#### [Excerpted passage]
Sparkling Dialogue: ‘Some killers are products of society. Some act out past abuses. Boggs kills because he likes it.’
‘He could be trying to claim you as his last victim.’

Ugh: ‘The kidnapper is aroused at the prospect of becoming a killer…’ This is the first bog standard (or non supernatural) serial killer to feature in The X-Files and he remains one of the most frightening. What makes him so effective is both the material that we do see (pretending to be an authority figure and coaxing the kids out of the car so he can knock them out and drag them away) and what we are told about (Boggs’ explaining on how he is getting off on whipping them with coat hangers) and between those two things we are painted a pretty obscene picture of what a nasty piece of work Lucas Hendry is.

The Good:
  • In a way it is a shame that Don S. Davis has to die in the opening scenes because he would have brought such a presence to this show as Scully’s father. You only have to see what a lift he gave Stargate SG-1 during its dodgier periods. I would have liked to have seen how Scully tried to juggle up her family and her work in future episodes but with her father out of the way she doesn’t have to justify herself to anybody (until her brother joins the show in season five and gives Mulder a hard time). Regardless Davis has a wonderful presence here simply by the weight that is given to his absence and it pleases me that he was brought back for a special moment during Scully’s crisis in One Breath.

#### [Provided information]

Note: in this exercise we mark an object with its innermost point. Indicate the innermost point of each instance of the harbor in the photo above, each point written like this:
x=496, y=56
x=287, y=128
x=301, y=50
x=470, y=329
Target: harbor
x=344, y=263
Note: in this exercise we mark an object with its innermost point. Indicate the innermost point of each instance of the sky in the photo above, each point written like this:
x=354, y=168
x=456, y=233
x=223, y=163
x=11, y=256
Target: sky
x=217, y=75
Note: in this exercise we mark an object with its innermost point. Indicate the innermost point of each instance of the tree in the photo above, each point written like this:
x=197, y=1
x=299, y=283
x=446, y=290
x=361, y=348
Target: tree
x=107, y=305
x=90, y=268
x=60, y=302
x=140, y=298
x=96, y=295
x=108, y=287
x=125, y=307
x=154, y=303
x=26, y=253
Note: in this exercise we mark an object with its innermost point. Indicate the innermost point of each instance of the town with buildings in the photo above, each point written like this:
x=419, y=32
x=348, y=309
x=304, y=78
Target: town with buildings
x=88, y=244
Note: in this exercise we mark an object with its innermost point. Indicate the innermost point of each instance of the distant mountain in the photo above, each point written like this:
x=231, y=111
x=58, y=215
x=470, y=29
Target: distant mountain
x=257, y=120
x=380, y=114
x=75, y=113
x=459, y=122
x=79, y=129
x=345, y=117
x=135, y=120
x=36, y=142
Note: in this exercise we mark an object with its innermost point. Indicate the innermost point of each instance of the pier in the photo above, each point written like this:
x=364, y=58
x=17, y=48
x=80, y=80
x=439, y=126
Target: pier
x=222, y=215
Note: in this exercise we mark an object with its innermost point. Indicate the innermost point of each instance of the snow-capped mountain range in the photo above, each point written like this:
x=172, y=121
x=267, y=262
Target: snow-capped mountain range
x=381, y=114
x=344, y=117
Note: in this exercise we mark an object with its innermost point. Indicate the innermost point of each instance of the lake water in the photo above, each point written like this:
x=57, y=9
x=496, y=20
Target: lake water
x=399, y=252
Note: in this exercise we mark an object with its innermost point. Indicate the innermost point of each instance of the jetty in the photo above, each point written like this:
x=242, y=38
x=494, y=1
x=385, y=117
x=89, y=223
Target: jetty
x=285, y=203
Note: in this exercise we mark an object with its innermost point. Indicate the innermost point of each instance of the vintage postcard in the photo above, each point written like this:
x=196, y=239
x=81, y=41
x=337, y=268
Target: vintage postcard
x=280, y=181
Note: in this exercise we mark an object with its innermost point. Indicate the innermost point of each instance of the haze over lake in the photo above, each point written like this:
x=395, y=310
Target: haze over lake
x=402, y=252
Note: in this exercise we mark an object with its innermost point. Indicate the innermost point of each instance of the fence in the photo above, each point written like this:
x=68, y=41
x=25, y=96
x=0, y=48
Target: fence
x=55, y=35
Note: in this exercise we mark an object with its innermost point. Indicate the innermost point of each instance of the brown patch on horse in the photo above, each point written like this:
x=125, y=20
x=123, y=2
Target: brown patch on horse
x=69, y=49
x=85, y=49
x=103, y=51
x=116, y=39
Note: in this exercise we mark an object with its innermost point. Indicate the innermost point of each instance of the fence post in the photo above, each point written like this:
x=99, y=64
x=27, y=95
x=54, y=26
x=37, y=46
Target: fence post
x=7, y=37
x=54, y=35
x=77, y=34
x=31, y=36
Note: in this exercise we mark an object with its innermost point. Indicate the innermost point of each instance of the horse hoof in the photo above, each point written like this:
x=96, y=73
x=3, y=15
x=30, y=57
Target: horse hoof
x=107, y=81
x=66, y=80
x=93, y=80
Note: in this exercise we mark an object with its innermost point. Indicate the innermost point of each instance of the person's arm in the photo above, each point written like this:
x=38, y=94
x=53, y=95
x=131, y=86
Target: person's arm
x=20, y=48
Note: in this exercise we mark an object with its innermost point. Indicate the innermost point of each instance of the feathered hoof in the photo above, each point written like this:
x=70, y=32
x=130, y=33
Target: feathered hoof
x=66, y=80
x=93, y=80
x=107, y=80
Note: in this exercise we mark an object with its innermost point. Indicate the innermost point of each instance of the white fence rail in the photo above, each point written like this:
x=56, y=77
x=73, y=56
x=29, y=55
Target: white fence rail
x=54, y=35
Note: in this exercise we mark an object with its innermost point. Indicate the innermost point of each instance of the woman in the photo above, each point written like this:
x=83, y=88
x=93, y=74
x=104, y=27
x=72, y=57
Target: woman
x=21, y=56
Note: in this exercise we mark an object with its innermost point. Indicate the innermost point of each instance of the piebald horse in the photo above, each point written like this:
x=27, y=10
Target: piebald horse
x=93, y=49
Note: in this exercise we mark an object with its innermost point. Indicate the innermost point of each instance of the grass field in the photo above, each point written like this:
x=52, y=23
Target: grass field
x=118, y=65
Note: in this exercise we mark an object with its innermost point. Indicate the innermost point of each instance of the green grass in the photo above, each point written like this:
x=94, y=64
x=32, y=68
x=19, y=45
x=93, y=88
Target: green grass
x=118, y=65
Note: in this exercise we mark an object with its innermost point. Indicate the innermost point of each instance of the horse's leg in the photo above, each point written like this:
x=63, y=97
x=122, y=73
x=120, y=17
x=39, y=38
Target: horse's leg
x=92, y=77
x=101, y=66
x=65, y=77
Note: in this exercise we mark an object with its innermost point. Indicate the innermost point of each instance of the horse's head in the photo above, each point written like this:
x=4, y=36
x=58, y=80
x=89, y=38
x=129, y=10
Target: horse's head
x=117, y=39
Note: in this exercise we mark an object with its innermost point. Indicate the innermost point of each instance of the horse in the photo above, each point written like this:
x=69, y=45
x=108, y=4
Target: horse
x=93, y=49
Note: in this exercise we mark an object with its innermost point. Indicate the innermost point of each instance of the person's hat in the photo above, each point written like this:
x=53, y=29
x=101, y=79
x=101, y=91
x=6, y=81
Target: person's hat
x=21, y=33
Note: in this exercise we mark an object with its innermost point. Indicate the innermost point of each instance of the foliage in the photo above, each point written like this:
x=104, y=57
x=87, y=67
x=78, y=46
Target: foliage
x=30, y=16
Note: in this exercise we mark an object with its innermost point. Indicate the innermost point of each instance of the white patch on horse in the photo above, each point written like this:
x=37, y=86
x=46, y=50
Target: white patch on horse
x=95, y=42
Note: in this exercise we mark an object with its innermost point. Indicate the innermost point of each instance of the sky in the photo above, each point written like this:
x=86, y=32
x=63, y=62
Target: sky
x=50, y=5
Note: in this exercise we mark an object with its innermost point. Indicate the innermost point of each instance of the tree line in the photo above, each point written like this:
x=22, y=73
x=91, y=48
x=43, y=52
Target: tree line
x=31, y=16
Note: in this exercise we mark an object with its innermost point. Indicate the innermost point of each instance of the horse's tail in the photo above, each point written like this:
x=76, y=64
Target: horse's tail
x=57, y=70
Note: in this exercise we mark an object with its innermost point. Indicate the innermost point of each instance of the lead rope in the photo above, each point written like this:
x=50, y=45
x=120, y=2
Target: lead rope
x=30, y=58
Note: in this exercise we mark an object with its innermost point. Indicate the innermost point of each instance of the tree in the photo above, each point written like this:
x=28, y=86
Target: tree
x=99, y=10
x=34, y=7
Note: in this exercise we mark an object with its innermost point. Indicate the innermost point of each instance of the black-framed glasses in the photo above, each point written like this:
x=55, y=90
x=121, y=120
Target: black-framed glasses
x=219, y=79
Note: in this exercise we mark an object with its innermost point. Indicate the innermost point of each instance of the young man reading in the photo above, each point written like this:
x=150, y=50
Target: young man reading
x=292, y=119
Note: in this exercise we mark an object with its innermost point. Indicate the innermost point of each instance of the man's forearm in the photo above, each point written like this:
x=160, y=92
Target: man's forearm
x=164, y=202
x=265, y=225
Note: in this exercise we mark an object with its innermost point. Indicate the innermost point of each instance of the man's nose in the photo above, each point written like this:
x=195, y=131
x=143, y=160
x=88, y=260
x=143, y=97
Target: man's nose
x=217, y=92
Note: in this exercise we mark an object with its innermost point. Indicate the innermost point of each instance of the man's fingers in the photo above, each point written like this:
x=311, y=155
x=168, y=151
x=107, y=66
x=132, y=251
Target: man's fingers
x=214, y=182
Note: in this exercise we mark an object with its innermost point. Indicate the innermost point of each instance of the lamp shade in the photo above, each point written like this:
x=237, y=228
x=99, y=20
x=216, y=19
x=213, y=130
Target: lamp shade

#### [Tasks to carry out]
a. In the X-Files review excerpt, which episode is Don S. Davis said to have been brought back for?
b. Name every person or character the X-Files review excerpt mentions by name.

#### [Response list]
a. One Breath

b. Boggs, Lucas Hendry, Don S. Davis, Scully, Mulder